(Beginning of Provided records)

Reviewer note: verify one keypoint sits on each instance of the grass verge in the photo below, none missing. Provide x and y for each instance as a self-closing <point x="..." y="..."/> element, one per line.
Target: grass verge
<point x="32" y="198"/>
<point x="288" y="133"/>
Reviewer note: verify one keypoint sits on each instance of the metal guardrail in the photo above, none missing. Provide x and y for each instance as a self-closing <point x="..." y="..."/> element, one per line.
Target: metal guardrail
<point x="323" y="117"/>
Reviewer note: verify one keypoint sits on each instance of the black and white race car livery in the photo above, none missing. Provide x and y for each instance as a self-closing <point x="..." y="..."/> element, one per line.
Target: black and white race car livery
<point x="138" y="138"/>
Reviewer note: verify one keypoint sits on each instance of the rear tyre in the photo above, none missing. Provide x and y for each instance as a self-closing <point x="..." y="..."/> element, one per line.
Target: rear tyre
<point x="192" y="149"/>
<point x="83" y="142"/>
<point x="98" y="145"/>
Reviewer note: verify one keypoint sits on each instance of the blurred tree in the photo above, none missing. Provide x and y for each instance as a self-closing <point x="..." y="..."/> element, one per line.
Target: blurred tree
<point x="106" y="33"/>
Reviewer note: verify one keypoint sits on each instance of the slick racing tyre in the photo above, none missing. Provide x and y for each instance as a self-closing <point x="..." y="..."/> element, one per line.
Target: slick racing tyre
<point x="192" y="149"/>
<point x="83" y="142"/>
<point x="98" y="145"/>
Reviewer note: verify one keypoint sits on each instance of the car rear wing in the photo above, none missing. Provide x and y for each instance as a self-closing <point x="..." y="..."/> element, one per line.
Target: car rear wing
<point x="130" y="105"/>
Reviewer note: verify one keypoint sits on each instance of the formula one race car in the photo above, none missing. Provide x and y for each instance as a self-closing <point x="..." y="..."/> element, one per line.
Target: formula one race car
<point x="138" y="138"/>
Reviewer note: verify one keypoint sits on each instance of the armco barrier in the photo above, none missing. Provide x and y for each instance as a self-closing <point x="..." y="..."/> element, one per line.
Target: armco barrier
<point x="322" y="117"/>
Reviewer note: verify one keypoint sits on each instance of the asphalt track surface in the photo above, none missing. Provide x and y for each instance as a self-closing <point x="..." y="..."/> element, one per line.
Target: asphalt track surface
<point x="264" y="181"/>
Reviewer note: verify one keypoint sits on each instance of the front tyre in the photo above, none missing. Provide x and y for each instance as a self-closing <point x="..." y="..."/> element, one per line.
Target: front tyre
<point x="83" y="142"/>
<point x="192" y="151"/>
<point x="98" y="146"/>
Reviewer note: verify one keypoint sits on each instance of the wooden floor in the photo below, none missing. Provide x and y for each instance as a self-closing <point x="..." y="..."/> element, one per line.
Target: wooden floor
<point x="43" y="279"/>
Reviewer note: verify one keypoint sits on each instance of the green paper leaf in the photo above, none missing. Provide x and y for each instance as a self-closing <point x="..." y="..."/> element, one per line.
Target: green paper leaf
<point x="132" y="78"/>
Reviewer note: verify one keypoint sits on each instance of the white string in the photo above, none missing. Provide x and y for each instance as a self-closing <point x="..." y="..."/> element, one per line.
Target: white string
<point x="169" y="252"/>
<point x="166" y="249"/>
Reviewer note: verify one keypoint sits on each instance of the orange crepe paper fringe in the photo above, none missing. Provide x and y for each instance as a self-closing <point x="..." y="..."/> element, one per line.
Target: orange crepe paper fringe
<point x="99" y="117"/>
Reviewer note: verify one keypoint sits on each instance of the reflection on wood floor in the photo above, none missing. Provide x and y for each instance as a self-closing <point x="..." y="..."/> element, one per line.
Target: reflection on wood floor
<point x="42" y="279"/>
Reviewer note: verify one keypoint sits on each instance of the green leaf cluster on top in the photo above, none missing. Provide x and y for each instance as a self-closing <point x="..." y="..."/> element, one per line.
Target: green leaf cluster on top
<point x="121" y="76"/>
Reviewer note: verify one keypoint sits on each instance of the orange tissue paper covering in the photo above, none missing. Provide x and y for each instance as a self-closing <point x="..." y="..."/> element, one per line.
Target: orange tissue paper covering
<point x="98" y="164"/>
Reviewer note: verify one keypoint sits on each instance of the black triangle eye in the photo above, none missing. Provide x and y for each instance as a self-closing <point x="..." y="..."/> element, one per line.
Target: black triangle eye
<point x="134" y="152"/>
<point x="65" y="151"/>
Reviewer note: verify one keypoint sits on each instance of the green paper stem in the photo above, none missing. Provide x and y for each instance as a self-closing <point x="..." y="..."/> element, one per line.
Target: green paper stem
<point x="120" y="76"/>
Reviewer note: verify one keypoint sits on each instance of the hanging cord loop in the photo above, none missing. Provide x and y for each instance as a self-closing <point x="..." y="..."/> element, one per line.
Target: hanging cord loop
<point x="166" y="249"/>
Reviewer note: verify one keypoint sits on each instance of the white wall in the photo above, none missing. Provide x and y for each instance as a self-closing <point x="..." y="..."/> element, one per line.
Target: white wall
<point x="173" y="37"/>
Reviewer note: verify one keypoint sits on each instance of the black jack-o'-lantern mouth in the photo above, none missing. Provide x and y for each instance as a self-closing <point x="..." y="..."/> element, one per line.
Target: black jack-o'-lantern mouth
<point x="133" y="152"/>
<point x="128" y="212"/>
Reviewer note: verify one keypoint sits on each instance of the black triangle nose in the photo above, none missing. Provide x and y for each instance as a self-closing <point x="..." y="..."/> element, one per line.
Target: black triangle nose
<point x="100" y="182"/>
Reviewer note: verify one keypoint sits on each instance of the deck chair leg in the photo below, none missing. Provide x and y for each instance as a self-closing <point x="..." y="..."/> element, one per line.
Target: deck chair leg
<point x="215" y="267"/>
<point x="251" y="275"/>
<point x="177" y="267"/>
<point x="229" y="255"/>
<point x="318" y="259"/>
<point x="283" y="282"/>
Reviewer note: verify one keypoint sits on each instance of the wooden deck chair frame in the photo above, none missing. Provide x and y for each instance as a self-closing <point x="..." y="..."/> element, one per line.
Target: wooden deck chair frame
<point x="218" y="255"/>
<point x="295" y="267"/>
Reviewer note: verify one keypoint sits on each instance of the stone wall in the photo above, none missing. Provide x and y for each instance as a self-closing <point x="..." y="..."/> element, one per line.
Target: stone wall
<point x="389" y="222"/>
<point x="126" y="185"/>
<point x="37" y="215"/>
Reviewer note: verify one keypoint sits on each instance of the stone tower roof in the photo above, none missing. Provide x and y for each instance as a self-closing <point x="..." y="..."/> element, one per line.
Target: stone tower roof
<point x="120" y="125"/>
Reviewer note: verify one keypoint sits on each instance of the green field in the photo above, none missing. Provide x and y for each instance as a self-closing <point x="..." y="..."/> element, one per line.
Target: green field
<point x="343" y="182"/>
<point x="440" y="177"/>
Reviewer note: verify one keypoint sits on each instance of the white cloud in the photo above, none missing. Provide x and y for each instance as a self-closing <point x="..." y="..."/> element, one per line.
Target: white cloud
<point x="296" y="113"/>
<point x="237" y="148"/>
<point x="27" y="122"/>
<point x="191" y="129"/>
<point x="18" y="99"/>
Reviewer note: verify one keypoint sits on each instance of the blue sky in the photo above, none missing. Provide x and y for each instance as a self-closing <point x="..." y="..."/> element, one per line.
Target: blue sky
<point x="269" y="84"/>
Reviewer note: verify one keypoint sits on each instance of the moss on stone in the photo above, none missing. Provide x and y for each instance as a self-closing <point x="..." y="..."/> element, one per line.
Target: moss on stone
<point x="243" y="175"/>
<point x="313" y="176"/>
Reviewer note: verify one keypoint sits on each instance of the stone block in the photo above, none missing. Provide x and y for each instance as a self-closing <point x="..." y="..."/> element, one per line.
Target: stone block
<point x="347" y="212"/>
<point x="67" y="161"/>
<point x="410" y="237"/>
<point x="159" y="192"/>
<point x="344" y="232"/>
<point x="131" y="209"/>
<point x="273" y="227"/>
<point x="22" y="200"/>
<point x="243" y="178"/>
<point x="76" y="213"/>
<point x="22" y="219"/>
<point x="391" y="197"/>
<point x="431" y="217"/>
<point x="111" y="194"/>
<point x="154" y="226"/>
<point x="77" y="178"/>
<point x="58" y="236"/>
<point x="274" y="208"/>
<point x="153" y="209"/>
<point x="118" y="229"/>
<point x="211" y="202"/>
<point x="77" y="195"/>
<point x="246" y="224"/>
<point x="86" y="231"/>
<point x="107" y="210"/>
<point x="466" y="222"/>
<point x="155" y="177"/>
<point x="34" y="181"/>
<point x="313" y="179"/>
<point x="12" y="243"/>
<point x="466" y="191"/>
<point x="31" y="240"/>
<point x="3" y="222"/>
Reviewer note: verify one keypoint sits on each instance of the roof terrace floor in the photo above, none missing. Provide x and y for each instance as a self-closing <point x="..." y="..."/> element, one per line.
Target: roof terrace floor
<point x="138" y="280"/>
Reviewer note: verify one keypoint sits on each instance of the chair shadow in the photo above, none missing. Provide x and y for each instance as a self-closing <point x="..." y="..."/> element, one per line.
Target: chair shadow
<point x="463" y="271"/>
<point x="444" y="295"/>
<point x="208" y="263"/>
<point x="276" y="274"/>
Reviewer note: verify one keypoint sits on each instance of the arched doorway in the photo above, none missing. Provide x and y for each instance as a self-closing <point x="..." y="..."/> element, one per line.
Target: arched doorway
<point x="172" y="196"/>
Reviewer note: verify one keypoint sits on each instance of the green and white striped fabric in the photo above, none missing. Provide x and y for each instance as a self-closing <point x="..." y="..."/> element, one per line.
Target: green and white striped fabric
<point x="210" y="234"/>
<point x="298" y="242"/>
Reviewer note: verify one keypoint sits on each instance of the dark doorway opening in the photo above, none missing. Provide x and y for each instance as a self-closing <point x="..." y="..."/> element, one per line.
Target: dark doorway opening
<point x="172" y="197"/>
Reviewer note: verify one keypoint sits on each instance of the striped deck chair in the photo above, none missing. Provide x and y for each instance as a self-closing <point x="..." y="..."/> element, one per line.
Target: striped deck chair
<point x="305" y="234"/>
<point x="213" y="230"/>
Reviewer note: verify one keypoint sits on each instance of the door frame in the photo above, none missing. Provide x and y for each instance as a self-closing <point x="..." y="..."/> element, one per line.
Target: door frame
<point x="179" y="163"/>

(End of Provided records)

- _Problem statement_
Throughout the data above, count the lines in which the word "below" occurs; supply the number alone.

- _Answer to the exercise_
3